> _Extracted data_:
--- START ---
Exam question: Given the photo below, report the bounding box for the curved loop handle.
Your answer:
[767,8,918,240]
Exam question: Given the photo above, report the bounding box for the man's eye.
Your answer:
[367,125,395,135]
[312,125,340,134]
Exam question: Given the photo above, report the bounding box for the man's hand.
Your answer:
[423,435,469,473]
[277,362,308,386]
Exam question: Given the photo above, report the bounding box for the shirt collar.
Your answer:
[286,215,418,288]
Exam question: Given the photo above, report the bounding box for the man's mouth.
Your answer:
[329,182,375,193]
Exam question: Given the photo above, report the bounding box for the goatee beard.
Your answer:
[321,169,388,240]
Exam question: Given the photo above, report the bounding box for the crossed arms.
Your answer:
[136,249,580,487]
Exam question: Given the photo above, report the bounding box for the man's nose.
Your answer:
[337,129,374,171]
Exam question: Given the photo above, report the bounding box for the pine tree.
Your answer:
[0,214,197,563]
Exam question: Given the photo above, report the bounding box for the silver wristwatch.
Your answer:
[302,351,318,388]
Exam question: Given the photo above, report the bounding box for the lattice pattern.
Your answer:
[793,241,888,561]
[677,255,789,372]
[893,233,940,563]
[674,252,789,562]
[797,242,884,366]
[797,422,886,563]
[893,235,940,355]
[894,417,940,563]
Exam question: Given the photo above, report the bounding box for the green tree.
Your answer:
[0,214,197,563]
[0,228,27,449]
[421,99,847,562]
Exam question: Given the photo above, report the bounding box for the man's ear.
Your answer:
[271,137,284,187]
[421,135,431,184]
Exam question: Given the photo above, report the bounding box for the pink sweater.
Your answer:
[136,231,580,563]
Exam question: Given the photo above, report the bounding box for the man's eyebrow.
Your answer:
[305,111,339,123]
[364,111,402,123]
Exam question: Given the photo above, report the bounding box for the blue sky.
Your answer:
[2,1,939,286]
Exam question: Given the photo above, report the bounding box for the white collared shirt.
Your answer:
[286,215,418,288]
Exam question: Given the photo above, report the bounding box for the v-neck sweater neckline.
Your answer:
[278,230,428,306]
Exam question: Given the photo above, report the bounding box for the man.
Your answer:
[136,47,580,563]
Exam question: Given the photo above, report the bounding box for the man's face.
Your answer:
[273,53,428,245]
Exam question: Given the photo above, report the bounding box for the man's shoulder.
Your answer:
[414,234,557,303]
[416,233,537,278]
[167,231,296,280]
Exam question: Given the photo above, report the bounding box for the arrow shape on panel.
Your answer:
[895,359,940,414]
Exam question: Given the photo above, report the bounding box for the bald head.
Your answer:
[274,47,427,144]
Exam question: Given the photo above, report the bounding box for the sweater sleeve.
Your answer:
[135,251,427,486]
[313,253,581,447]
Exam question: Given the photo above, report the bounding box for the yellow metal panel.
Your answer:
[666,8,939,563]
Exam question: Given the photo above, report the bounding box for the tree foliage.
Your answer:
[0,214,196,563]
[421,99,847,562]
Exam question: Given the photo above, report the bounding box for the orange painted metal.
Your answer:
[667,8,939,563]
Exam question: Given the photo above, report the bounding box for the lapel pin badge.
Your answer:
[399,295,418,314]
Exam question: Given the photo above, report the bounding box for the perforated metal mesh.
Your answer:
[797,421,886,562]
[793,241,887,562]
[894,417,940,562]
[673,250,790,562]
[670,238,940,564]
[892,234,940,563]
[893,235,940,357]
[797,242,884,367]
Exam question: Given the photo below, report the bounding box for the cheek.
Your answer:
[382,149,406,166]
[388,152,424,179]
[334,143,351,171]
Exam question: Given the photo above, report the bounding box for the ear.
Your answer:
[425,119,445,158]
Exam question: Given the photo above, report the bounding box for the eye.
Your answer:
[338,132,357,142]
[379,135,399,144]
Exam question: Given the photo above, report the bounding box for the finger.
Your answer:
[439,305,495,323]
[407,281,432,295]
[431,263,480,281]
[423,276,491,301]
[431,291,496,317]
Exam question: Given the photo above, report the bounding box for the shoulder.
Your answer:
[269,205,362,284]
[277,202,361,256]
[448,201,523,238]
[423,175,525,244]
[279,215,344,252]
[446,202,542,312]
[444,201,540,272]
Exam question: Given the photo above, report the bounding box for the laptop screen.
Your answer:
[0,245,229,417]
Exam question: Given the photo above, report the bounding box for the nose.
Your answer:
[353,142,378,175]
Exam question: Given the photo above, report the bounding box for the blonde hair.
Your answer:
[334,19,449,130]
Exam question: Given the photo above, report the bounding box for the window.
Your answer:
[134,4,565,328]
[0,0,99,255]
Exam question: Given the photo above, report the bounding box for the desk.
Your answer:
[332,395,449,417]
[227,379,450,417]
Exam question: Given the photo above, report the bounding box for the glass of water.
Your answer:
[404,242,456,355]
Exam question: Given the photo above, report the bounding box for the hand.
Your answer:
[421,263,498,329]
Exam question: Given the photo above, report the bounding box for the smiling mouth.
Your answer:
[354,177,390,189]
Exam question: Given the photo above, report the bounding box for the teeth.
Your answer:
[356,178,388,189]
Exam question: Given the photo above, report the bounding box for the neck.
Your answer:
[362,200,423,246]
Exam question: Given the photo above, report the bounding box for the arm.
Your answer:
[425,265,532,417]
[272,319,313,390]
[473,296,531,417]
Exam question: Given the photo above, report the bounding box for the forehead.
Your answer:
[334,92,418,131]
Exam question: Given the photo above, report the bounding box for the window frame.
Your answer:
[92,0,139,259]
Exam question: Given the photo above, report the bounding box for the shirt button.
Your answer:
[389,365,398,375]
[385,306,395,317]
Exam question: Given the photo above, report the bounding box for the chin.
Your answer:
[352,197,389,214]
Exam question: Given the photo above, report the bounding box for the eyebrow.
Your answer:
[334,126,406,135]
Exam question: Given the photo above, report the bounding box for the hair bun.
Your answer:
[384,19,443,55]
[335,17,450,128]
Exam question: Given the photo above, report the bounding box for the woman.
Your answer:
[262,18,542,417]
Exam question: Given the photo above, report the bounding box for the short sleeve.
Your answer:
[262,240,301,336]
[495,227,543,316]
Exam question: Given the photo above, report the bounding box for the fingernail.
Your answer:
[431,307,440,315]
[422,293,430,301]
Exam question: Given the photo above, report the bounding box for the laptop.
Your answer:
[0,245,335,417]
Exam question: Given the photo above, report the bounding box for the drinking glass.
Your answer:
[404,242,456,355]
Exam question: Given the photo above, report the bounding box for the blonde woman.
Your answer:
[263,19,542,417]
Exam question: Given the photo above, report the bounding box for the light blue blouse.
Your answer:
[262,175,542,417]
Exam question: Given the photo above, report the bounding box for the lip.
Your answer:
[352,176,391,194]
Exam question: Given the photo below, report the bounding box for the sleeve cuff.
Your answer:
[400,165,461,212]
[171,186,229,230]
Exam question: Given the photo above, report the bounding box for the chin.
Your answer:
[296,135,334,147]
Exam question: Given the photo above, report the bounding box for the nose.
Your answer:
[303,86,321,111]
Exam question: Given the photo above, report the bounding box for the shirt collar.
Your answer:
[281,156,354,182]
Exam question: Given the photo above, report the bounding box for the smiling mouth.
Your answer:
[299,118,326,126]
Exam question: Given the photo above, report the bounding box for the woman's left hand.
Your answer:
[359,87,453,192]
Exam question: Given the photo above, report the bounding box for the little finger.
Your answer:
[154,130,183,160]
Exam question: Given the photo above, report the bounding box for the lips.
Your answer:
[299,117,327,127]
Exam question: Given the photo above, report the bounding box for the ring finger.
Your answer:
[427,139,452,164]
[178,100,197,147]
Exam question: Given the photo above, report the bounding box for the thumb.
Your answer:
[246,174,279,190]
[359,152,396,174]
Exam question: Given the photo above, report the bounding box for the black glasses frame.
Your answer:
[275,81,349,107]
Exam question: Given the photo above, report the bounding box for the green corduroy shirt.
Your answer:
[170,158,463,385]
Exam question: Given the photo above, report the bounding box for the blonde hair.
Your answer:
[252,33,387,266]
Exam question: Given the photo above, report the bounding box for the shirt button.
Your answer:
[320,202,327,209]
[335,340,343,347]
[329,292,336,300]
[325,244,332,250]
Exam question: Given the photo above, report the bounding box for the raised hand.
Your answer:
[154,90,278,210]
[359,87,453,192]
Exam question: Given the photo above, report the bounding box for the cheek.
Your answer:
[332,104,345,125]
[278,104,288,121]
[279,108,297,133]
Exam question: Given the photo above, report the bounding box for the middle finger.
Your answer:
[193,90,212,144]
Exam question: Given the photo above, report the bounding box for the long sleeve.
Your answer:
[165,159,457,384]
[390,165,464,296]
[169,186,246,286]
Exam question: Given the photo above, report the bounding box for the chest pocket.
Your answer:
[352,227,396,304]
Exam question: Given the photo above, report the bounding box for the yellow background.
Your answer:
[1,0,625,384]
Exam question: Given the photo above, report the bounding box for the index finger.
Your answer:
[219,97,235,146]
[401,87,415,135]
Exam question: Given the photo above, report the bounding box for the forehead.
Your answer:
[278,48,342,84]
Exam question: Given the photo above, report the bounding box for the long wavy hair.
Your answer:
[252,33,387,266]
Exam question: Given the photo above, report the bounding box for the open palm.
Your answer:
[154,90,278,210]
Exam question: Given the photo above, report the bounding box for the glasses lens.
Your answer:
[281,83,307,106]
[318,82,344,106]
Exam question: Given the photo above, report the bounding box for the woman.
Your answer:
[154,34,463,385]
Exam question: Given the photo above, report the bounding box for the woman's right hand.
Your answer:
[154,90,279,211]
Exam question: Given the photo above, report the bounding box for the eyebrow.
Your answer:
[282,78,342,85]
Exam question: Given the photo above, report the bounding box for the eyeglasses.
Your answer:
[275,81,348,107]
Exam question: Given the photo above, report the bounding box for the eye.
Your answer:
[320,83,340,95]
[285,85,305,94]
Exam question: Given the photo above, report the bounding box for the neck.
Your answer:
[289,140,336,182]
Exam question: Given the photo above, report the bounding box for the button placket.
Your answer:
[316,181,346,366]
--- END ---
> _Work to be completed_: Go through the listing above and copy each line that contains "blue".

> _Your response_:
Exam question: Given the photo above, report the bounding box for the blue sky.
Exam question: Given the photo above, report the bounding box for the light blue blouse.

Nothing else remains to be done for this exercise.